▶ **WHAT TO PRODUCE**
Without including any image, repeat every record exactly.

■ ■ ■

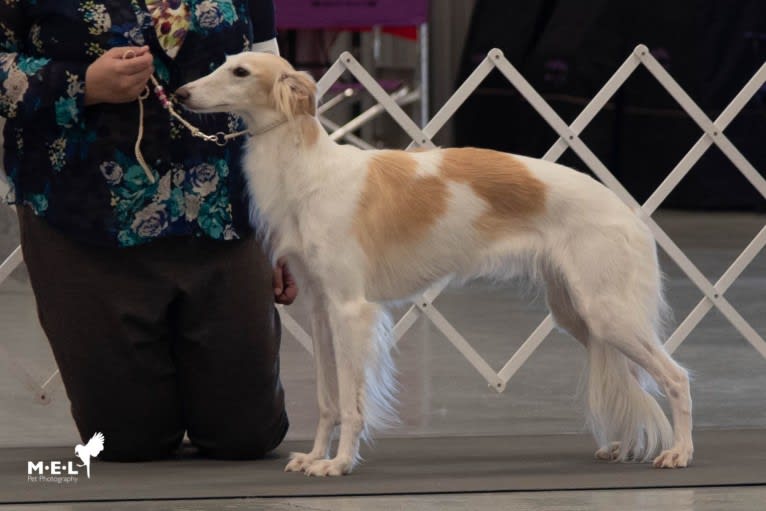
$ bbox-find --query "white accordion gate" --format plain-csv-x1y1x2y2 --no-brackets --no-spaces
1,45,765,402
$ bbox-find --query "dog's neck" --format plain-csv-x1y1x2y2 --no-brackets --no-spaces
241,111,342,258
241,112,327,148
249,117,288,136
242,112,336,199
240,110,288,135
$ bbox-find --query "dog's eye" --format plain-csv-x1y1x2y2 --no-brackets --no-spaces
232,67,250,78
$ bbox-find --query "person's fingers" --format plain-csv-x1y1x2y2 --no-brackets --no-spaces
275,285,297,305
132,46,151,57
283,282,298,304
120,72,151,97
273,263,284,296
282,263,296,287
122,66,155,87
126,82,150,100
107,46,150,59
84,47,154,105
280,261,298,304
117,53,154,75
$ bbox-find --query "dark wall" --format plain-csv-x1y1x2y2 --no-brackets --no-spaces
455,0,766,210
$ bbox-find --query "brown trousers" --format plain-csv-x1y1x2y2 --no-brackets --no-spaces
18,207,288,461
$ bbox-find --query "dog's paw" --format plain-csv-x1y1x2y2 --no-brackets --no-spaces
304,457,352,477
595,442,622,461
284,452,321,473
653,446,693,468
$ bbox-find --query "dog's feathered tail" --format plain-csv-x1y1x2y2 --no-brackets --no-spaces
361,309,400,443
585,340,674,462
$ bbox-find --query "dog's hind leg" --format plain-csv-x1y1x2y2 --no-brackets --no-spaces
285,292,339,473
304,299,379,476
591,317,693,467
544,269,621,460
589,317,692,467
544,268,589,347
553,226,692,467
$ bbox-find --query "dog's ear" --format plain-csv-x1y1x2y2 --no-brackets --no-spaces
272,71,317,119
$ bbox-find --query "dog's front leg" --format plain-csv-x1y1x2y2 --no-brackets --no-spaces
303,299,377,477
285,292,339,473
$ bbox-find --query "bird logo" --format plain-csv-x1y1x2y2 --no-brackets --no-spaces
74,432,104,479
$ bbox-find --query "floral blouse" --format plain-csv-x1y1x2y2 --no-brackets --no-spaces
0,0,276,247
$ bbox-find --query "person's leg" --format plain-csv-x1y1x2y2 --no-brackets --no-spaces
172,235,288,460
18,207,185,461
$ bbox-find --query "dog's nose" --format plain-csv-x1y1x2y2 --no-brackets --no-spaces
174,86,191,102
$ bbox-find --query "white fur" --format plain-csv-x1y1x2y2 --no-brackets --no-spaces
178,53,694,476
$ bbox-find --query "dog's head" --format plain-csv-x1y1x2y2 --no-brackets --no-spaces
175,52,317,121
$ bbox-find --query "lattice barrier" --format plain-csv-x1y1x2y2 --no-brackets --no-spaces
1,45,765,402
0,177,59,403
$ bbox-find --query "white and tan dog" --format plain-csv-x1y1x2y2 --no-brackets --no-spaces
177,53,693,476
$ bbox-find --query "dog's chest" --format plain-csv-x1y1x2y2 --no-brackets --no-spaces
265,211,302,257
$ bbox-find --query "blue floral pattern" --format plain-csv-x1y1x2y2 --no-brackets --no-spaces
0,0,276,247
192,0,239,33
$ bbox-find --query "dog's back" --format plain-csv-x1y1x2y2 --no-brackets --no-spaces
348,146,642,303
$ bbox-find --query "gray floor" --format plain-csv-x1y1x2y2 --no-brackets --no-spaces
1,209,765,510
3,488,766,511
5,430,765,503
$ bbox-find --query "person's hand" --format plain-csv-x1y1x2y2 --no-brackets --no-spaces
84,46,154,106
273,257,298,305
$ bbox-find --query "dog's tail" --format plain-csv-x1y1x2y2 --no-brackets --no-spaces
585,340,674,462
361,309,400,442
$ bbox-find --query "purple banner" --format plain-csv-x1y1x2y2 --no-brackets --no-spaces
275,0,429,29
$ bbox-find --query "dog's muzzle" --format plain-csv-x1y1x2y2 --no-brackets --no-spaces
174,86,191,103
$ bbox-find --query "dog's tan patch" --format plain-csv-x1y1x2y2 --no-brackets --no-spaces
354,150,448,259
441,148,547,237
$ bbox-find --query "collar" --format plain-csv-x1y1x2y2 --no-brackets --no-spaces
249,118,289,137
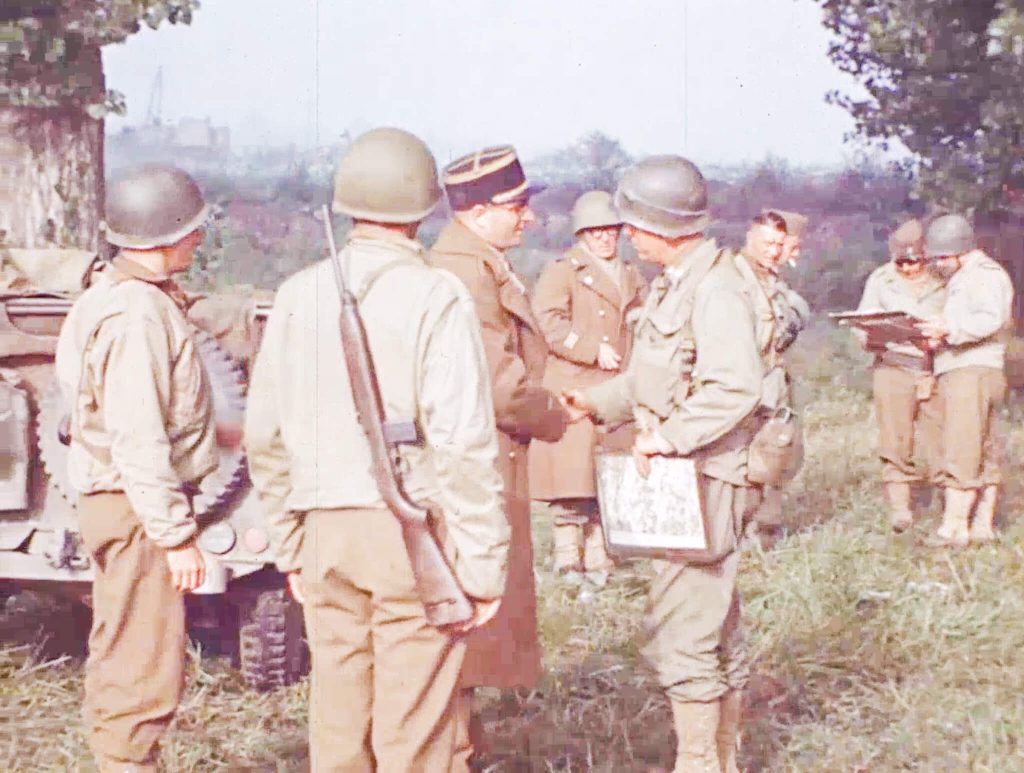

■ ■ ■

▶ **YOUR RESPONSE**
$ bbox-find --query "white accordion gate" --format plain-csv-x1y1x2y2 --no-brackets --no-spaces
1,45,765,402
$ bbox-find --query "dog's neck" --format plain-csv-x1y1x2y2 --no-brackets --no-spaces
241,111,342,258
241,112,327,148
249,117,288,136
242,112,336,199
240,110,288,135
$ bbox-find --query "dog's eye" --format plain-csv-x1y1x2y2 --no-brackets --no-spaces
232,67,250,78
$ bbox-find --query "person's fingers" --format plain-csv-x1y1x2y2 --no-brackets --no-spaces
275,285,297,305
132,46,151,57
283,282,298,304
120,72,151,97
273,263,284,296
282,263,296,287
122,66,155,87
126,82,150,100
107,46,150,59
84,47,154,105
280,261,298,304
117,53,154,75
$ bbox-find --query "dark wall" --format plain-csv-x1y1x2y2 --no-brackets --no-spaces
455,0,766,210
$ bbox-find --query "brown trousers" --format plain-csv-x1y1x2y2 --no-brackets --no-spaces
18,207,288,461
$ bbox-find --query "dog's paw" --format plain-csv-x1y1x2y2 --no-brackets --no-spaces
304,457,352,477
595,442,622,461
284,452,321,473
653,446,693,468
$ bbox-find --query "dog's feathered tail" --format plain-csv-x1y1x2y2 --no-brackets --no-spaces
361,309,400,443
585,340,674,462
$ bbox-find --query "dog's hind leg" --format plain-csv-x1y1x2y2 --no-brackets --no-spaces
285,292,339,473
304,299,379,476
591,317,693,467
544,269,621,460
589,317,692,467
544,268,589,347
553,226,692,467
$ bbox-find --query "dog's ear" --format plain-csv-x1y1x2y2 --no-brackets --no-spaces
272,71,317,119
$ bbox-find --query "dog's front leg" --format plain-csv-x1y1x2y2 --no-brackets --no-spaces
303,299,377,477
285,292,339,473
$ bbox-find --query "bird logo" --format plain-csv-x1y1x2y2 --no-brackets --no-spaces
74,432,104,479
$ bbox-find --query "floral blouse" --format plain-csv-x1y1x2y2 --no-brackets --no-spaces
0,0,276,247
$ bbox-find --query "person's leg" --format plain-csv-x1y1x2y2 --no-brackets --no-spaces
172,235,288,460
18,207,185,461
$ bbox-find --query "dog's nose" --format plain-csv-x1y1x2y2 --no-brackets --no-spaces
174,86,191,102
$ bbox-find --query "white fur" --format plain-csv-x1y1x2y2 --no-brackets --no-spaces
178,53,694,476
$ bbox-find --query "dog's head" --format plain-csv-x1y1x2y2 --no-brackets --no-spaces
175,52,317,121
$ bbox-find --query "lattice barrier" --format plain-csv-x1y1x2y2 --no-brackets --no-spaces
1,45,765,402
0,177,59,403
$ bbox-find --query "white and tan dog" --format plain-csv-x1y1x2y2 --no-brackets --no-spaces
177,53,693,476
$ bbox-find --query "dog's chest" --format plain-csv-x1y1x2y2 --no-brackets --no-spaces
265,211,302,257
$ bbox-find --query "blue floral pattern" --format plain-csv-x1y1x2y2 --no-brackets --no-spaces
0,0,276,247
192,0,239,33
$ bbox-find --query "dog's back" --format plain-csv-x1y1x2y2 --no-brackets --no-spaces
348,146,642,303
$ bbox-find --query "gray floor" --format plain-csv-x1y1x2y2 --no-brackets --no-spaces
1,209,765,510
3,488,766,511
5,430,765,503
$ bbox-find --query "person's hand" --format plain-csv-x1y1x2y2 --no-brackets --no-spaces
84,46,154,106
273,257,298,305
$ bbox-find --query "dog's tail" --format plain-csv-x1y1x2y2 --no-brackets --no-spaces
585,340,674,462
361,309,400,442
$ bbox-find --query "purple banner" --format plain-csv-x1y1x2y2 --no-brackets --no-spaces
275,0,429,29
$ bbox-find --query "dog's muzzle" --format plain-csv-x1y1x2y2 --no-brackets --no-spaces
174,86,191,103
$ bbox-find --query "dog's tan patch" --format plain-csv-x1y1x2y2 --no-brackets --no-spaces
354,150,448,259
441,148,547,237
$ bbox-find --query "collar" --format plain-csv-x1y1x2y2 --no-brackets --no-spaces
249,118,289,137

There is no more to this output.